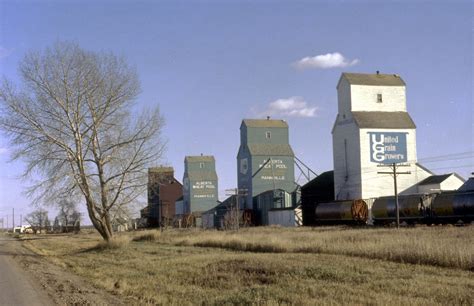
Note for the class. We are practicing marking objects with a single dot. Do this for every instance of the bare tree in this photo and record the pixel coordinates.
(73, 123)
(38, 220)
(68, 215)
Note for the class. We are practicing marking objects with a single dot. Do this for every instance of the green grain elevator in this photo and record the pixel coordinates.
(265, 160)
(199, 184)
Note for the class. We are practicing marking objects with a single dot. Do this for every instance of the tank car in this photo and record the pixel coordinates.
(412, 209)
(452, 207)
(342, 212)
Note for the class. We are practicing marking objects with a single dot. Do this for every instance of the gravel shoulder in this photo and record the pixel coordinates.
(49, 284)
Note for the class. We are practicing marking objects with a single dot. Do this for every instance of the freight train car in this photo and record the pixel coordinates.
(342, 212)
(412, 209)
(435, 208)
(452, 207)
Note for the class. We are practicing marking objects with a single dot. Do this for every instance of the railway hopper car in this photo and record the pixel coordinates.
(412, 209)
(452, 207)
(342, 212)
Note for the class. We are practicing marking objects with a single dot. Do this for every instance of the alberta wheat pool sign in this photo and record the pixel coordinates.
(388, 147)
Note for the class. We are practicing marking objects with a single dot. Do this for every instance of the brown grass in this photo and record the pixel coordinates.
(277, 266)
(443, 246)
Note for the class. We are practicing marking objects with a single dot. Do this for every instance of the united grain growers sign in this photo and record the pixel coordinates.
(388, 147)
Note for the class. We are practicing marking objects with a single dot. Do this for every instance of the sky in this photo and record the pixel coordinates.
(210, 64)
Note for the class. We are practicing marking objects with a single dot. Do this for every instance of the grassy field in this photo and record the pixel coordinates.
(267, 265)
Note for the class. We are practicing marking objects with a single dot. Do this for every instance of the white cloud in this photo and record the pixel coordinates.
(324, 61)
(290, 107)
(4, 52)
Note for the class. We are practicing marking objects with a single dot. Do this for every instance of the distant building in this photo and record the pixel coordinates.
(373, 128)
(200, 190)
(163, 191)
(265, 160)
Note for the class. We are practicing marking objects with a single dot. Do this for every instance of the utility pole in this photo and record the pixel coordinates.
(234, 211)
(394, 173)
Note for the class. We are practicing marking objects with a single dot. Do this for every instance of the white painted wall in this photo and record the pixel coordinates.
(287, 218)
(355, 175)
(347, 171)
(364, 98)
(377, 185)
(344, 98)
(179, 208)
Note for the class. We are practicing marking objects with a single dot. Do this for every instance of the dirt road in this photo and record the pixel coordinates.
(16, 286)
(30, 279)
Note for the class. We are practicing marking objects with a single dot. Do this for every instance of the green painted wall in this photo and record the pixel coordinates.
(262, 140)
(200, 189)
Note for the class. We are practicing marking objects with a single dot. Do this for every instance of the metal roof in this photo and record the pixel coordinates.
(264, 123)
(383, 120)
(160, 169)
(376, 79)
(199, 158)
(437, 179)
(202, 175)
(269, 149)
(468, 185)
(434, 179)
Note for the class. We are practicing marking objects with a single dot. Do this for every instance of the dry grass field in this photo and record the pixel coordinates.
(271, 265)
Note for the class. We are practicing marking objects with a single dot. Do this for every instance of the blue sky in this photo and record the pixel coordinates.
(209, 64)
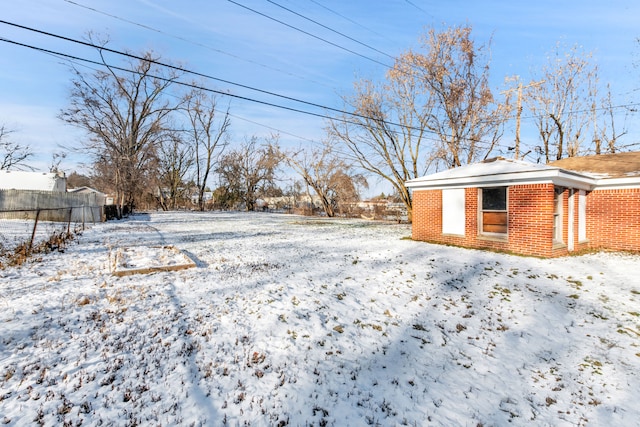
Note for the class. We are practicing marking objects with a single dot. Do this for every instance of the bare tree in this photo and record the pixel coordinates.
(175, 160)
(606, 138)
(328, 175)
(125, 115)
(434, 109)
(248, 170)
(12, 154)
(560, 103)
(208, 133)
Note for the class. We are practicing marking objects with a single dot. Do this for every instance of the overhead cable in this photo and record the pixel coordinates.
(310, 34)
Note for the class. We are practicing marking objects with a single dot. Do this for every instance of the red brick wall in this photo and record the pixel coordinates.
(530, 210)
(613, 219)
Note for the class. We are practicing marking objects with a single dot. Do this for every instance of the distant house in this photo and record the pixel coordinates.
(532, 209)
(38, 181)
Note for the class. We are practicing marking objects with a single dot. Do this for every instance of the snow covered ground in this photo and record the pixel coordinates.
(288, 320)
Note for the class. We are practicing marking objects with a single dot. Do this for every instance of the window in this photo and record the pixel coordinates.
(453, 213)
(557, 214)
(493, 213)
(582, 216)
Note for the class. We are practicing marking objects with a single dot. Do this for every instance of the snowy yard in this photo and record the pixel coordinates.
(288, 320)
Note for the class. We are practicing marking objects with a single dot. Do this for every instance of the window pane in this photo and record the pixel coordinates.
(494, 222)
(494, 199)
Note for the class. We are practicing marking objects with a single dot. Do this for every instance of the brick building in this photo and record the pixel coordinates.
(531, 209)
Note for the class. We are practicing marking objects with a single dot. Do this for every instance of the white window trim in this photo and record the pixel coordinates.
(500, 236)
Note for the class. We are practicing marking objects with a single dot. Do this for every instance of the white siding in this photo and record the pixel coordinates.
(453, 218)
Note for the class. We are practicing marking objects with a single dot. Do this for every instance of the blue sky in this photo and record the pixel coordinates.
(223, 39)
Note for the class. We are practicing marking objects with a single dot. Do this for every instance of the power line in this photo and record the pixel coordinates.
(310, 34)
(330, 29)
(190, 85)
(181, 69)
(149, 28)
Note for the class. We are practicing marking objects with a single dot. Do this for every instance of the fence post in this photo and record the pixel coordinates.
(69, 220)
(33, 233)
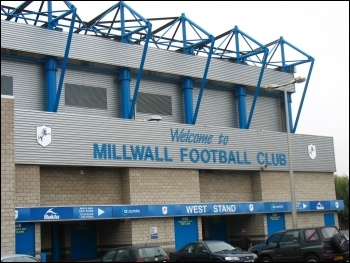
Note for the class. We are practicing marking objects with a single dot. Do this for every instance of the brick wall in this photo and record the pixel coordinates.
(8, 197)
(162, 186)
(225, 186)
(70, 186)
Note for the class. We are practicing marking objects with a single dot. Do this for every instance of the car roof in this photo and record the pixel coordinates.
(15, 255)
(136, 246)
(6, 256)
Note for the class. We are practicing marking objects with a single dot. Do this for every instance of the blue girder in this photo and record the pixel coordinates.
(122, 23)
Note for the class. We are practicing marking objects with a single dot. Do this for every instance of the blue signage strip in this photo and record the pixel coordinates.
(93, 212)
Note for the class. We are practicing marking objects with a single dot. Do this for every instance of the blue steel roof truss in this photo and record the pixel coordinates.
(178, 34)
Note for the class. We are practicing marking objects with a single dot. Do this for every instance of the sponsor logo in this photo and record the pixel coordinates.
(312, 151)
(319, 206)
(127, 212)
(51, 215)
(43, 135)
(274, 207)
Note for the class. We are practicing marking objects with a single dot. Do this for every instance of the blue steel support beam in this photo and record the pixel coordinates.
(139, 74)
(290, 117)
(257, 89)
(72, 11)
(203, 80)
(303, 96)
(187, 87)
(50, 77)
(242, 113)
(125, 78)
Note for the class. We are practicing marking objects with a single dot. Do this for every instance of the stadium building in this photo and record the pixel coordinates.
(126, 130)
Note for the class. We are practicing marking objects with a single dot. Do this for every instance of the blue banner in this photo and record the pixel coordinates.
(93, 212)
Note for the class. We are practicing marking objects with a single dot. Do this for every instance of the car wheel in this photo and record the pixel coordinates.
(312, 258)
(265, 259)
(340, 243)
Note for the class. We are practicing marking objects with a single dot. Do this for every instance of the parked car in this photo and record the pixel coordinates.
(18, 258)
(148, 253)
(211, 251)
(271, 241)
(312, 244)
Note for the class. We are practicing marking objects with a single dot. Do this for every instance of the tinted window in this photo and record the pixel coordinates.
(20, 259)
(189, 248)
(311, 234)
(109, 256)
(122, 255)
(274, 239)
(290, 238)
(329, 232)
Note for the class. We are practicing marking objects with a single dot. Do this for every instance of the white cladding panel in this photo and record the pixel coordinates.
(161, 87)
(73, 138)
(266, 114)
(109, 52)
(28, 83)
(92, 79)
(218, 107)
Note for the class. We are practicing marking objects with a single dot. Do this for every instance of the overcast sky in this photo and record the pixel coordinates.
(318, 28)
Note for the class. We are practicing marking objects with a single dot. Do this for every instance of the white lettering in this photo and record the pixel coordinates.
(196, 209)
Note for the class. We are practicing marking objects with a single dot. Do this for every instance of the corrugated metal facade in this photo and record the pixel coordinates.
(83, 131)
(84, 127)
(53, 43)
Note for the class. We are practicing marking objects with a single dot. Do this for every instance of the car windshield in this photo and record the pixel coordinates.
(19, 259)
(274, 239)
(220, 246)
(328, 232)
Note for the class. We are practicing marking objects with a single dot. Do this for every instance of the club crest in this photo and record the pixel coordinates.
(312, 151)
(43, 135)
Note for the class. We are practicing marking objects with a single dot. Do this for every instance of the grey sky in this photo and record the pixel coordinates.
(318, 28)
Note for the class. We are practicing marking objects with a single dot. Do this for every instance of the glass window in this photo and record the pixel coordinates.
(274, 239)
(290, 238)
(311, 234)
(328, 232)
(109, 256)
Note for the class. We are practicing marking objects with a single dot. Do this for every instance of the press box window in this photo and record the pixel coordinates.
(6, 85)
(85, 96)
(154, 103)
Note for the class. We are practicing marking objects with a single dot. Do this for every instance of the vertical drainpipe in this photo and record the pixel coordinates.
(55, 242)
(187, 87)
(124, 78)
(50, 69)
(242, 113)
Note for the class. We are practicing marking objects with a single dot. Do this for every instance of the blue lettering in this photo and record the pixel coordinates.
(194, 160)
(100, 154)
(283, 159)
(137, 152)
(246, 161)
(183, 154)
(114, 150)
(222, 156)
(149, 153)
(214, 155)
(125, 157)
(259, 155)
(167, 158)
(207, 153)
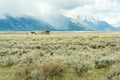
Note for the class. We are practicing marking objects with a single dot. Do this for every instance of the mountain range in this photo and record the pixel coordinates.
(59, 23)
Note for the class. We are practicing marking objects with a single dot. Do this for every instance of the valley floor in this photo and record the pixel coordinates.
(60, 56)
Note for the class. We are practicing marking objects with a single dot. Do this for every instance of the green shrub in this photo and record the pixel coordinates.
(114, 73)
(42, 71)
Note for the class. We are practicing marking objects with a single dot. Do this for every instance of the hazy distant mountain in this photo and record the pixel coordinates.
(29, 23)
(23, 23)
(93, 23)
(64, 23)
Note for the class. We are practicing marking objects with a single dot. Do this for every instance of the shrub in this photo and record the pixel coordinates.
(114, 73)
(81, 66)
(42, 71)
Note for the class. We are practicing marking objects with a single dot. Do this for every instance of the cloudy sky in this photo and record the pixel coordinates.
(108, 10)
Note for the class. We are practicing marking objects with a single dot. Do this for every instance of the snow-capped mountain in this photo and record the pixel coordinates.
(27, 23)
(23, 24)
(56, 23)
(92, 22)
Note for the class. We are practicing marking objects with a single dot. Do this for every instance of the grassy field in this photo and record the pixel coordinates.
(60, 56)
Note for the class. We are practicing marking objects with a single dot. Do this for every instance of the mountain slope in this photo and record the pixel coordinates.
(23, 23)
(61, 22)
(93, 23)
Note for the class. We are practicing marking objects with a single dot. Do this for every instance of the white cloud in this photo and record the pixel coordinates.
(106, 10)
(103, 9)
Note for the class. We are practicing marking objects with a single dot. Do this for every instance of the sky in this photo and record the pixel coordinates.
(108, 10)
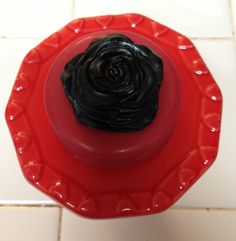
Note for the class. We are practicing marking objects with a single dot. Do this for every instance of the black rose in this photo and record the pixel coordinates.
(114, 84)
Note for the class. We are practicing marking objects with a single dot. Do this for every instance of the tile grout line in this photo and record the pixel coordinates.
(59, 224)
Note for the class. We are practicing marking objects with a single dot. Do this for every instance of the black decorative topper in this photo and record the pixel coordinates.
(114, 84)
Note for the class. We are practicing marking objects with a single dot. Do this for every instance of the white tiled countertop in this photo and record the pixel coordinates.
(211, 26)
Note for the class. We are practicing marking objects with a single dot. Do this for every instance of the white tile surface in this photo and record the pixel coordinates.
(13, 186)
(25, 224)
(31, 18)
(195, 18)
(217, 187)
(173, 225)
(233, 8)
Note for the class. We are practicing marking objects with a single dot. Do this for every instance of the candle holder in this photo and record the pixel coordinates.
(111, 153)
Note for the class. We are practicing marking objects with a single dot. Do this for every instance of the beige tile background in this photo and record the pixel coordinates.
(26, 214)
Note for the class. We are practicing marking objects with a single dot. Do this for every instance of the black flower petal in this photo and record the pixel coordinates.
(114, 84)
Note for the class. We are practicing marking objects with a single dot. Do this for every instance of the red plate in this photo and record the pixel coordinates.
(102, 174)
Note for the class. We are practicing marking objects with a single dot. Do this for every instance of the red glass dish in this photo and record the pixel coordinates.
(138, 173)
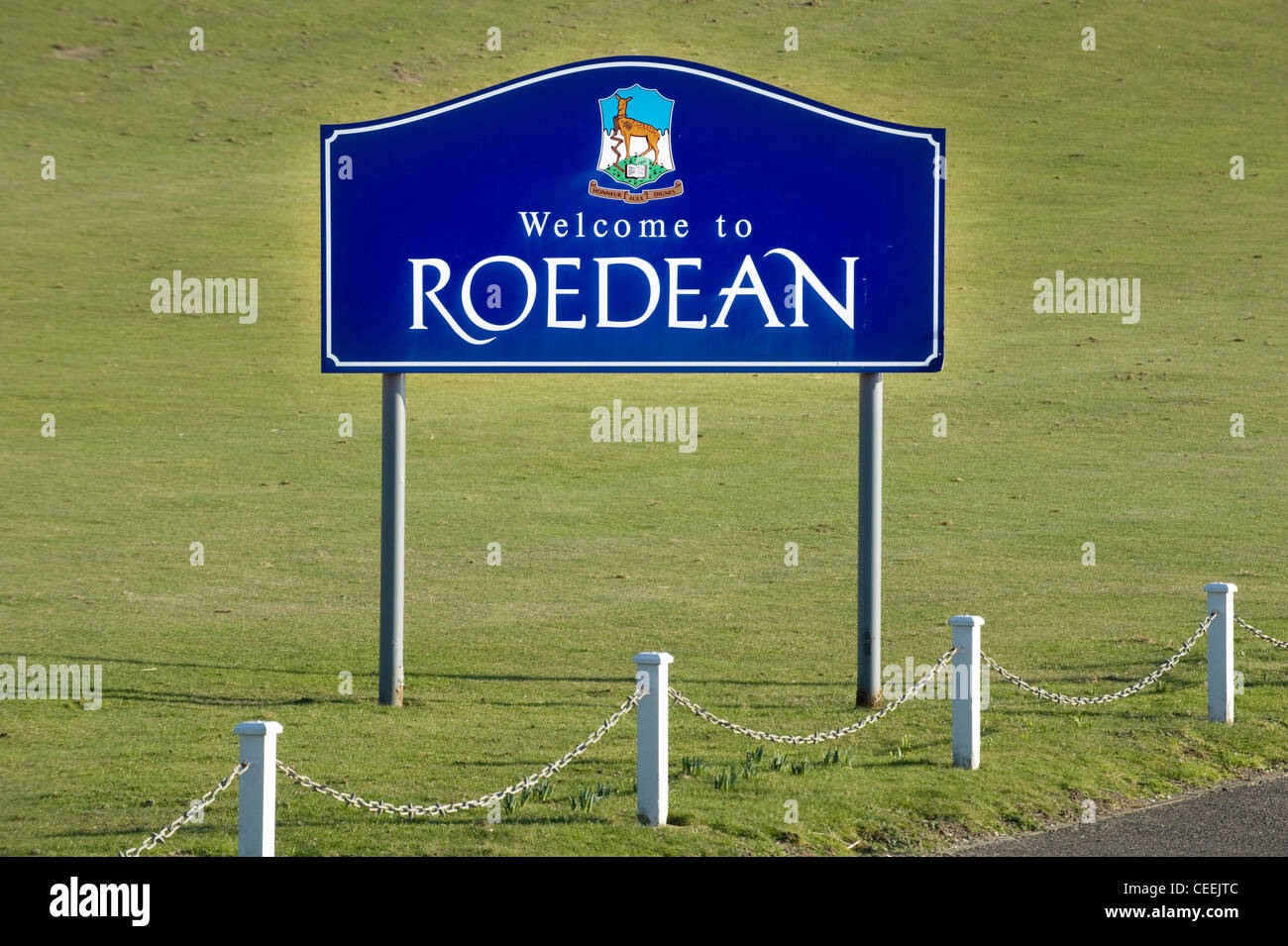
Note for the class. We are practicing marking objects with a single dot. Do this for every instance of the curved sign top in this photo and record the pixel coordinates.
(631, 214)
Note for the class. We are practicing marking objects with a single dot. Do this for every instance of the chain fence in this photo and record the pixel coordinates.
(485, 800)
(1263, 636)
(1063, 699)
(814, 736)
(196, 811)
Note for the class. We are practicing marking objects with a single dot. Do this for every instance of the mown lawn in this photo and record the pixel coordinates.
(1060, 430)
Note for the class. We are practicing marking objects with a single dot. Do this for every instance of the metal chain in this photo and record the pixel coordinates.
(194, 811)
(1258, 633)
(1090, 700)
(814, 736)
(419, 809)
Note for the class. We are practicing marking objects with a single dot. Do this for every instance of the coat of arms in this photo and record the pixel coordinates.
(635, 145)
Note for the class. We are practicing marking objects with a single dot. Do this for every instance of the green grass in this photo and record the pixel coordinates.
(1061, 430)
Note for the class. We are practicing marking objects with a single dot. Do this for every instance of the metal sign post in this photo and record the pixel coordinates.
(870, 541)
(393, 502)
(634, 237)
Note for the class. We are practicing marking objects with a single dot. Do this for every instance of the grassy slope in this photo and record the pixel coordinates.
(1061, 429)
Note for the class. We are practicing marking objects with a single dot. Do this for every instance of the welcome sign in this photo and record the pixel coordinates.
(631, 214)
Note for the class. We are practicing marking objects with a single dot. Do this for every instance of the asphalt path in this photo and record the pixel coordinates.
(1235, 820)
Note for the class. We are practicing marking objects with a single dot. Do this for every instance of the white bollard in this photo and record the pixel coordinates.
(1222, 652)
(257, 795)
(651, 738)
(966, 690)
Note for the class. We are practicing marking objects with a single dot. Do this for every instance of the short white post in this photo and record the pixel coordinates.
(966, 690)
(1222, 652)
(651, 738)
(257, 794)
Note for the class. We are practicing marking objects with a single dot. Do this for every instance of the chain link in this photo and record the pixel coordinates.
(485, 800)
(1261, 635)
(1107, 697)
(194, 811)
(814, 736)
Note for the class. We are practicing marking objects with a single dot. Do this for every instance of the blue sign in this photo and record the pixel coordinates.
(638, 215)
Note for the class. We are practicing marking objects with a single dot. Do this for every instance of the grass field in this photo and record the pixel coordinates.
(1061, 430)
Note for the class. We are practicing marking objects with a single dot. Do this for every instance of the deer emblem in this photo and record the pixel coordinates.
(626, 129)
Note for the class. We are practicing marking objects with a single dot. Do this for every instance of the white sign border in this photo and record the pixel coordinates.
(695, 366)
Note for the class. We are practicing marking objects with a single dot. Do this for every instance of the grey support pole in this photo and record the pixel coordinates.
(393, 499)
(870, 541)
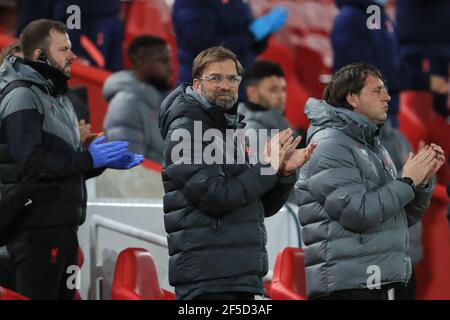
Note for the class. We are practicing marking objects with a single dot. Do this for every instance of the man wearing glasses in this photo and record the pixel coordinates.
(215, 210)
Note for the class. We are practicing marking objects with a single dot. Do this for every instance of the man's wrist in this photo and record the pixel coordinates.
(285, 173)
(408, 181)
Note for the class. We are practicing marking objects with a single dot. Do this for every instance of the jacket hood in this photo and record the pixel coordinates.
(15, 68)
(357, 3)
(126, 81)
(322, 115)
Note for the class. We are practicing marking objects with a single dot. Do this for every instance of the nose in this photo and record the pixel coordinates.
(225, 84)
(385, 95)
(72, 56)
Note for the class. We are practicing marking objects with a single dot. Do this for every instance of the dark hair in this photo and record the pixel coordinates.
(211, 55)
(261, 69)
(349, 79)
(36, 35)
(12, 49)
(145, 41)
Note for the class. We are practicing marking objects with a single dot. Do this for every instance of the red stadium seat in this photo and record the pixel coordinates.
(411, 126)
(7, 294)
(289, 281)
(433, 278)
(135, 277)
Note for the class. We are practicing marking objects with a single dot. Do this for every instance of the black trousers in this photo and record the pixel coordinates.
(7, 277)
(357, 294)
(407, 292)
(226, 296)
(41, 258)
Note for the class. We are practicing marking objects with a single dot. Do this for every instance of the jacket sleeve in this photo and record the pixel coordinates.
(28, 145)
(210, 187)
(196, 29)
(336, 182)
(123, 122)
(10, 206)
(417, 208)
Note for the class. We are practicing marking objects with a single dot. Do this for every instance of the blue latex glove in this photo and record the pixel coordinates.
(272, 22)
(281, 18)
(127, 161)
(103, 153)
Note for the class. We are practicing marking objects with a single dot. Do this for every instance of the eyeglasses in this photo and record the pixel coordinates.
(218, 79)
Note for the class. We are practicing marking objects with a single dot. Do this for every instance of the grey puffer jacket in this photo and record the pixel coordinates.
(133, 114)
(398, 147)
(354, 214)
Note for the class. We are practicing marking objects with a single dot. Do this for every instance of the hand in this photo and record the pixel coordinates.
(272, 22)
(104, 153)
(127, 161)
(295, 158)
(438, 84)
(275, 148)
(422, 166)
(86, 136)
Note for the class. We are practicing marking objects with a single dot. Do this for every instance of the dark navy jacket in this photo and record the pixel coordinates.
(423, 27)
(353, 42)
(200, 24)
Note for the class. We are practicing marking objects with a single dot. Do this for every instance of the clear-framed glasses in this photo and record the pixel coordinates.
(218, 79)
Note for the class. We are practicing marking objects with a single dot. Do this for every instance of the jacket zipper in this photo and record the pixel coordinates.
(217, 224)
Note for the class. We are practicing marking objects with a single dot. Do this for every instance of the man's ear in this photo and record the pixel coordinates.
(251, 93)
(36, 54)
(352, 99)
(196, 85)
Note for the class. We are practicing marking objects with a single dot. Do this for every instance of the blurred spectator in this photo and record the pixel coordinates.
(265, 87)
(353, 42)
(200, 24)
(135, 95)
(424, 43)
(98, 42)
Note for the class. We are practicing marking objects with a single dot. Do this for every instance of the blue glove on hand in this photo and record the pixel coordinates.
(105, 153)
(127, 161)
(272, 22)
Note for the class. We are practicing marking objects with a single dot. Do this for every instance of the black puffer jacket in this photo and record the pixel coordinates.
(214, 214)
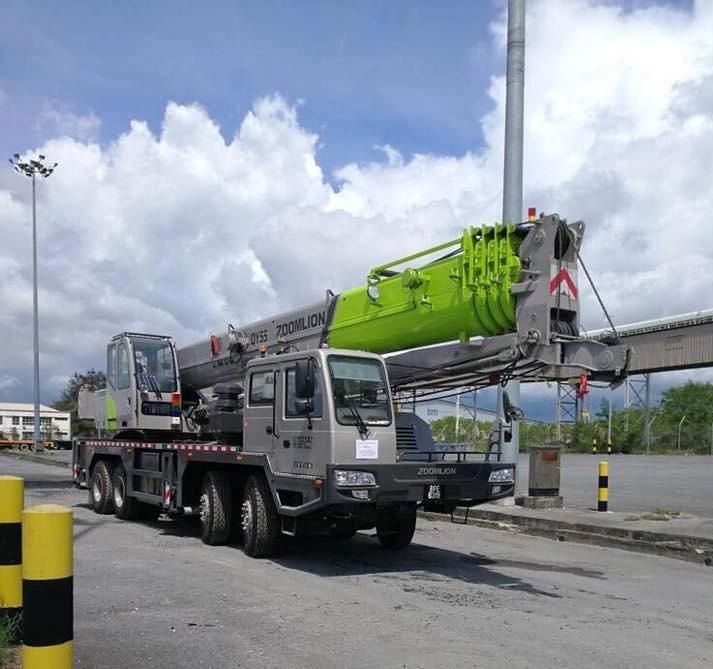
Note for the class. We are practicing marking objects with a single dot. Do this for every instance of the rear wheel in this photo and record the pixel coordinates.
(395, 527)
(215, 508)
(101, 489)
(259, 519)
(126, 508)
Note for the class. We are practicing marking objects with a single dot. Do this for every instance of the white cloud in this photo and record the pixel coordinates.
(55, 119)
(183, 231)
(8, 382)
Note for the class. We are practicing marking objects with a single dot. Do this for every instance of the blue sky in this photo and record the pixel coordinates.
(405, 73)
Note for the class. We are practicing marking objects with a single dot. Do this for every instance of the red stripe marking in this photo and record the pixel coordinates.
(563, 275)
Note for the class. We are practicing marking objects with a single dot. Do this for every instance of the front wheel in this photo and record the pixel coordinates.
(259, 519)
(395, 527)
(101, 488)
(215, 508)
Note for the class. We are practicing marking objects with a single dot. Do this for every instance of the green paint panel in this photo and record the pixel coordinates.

★ ★ ★ ★ ★ ★ ★

**PROBLEM TO WORK ON**: From the line with "the man's ear" down to the end of the entries, retype each line exactly as written, but drop the pictures.

**EXERCISE SOLUTION**:
Note for the class. We are practicing marking objects with a single dot. Do this for every instance of the man's ear in this photo and record the pixel coordinates.
(251, 93)
(36, 54)
(352, 99)
(196, 85)
Note for the class. We are practicing marking objects with a single dot. Do this for every instance of the blurred spectator in this photo and record the pixel coordinates.
(265, 87)
(353, 42)
(200, 24)
(135, 95)
(424, 43)
(98, 42)
Note for the class. We are practicing marking objects with a single dot. Do this for every instance of the blue glove on hand in this photo and record the pixel coordinates.
(105, 153)
(127, 161)
(272, 22)
Note for the class. We are practicing marking objects with a single dot. Do this for every instance of the black puffer jacket in this photo and record the pixel coordinates.
(214, 214)
Note for the class. We are practicing marking objects with a single dot. Do this for every instance of the rear wheel in this photo and record the pixel coordinates.
(395, 527)
(215, 508)
(101, 489)
(259, 519)
(126, 508)
Note for the class. We are practicing marking objects with a single dot. Do this for every instance of the white cloud in this photo and record the pixel coordinates.
(55, 119)
(183, 231)
(8, 382)
Note for the class. We are practicing marking objects with a single dot. Do this for every instance of the blue sky in this photo and record the pixel coordinates.
(405, 73)
Note for the class. We are practicing marking objects with a single dot. Do this for every instance of the red stripe marking in this photo and record the pixel coordinates.
(563, 275)
Note for the class. We are practicing marking objects with a single dot. Do this for every instance of the front wheel in this photo and record the pixel coordinates.
(259, 519)
(395, 527)
(101, 488)
(215, 508)
Note for the class. We are practicing marking objects with a single dot. Do this for every instance of the green paint panel in this photo and record the pixel coordinates.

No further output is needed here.